Objective: Can you copy out the material below word for word, every line of it?
═══ Provided material
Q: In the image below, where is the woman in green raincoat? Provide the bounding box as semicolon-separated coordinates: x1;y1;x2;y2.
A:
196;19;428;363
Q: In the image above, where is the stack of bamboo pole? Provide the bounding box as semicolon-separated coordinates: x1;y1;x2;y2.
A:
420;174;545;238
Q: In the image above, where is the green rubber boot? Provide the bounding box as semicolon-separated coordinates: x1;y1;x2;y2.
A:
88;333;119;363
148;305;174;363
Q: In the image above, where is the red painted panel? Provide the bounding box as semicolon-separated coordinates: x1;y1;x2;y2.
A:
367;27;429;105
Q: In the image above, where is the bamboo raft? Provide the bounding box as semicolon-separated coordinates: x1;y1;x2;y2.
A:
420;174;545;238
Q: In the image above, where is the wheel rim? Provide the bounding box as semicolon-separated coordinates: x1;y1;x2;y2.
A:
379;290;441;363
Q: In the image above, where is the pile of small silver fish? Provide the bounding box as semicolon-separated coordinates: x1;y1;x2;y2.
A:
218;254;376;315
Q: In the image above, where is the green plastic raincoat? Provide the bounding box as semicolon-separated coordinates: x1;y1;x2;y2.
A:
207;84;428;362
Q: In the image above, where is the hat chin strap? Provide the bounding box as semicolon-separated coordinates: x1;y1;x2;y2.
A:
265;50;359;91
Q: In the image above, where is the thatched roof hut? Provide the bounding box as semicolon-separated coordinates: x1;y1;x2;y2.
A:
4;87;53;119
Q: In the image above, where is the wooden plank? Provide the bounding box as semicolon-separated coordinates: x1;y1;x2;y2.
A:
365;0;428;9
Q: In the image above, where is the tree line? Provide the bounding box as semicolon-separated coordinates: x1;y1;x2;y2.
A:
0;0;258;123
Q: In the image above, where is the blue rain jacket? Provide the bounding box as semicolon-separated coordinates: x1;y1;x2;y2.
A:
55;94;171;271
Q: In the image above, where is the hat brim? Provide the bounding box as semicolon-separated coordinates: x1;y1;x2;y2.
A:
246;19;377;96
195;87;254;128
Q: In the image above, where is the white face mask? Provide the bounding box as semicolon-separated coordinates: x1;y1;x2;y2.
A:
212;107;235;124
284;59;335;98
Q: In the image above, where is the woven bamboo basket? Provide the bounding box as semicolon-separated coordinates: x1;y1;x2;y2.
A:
══════
Complete answer:
Q: In the image below, where is the woman in green raincoat? Provide the bounding box as semicolon-separated coordinates: x1;y1;x2;y2.
A:
196;19;428;363
Q: In the image above, where is the stack of bamboo pole? Provide the bounding box as semicolon-separated coordinates: x1;y1;x2;y2.
A:
420;174;545;238
Q: In the image above, where is the green rubber boot? Provide the bounding box as semicolon-separated coordinates: x1;y1;x2;y2.
A:
88;333;119;363
148;305;174;363
Q: In the image above, where is the red painted panel? Provide the bounding box as semicolon-separated coordinates: x1;y1;x2;y2.
A:
367;27;429;105
Q: In the image above, where is the bamboo raft? Provide the bounding box as semicolon-separated coordinates: x1;y1;x2;y2.
A:
420;174;545;238
Q: In the image above, where is the wheel rim? Provide the bounding box as semicolon-separated coordinates: x1;y1;x2;y2.
A:
379;290;441;363
Q: In the image above, where is the pile of small silver fish? Provide the bounding box as semicolon-separated coordinates: x1;y1;x2;y2.
A:
218;254;376;315
Q: In the image above, where is the green plastic raincoat? Provide the bounding box as semicolon-separated coordinates: x1;y1;x2;y2.
A:
207;84;428;362
Q: In the image above, where is the hat chin strap? Provide the bounding box as semicolon-separated coordinates: x1;y1;x2;y2.
A:
265;50;359;91
Q: In the image above, where is the thatched roof hut? Provide the bounding box as semicolon-separated coordinates: x1;y1;x2;y2.
A:
4;87;53;119
Q: In the image above, where is the wooden plank? Provide the bounding box as semicolon-separated coordinates: x1;y1;x2;y2.
A:
365;0;428;9
Q: In the image above, where is the tree line? Provide the bounding box as semicolon-separated coordinates: x1;y1;x2;y2.
A:
0;0;258;123
Q: In the image above, where is the blue rain jacket? Provide the bounding box as semicolon-separated coordinates: x1;y1;x2;y2.
A:
55;94;171;271
Q: In the image above, where is the hat brim? Provide the bounding box as semicolon-separated coordinates: x1;y1;x2;y2.
A:
246;19;377;96
195;87;254;128
Q: In the image above, where is the white face mask? Provide the bounding box as semicolon-separated coordinates: x1;y1;x2;y2.
A:
212;107;235;124
284;59;335;98
Q: In the image above, where is the woven bamboo basket? Provide the bounding box as semicolon-separated coordinates: x1;y1;x2;y2.
A:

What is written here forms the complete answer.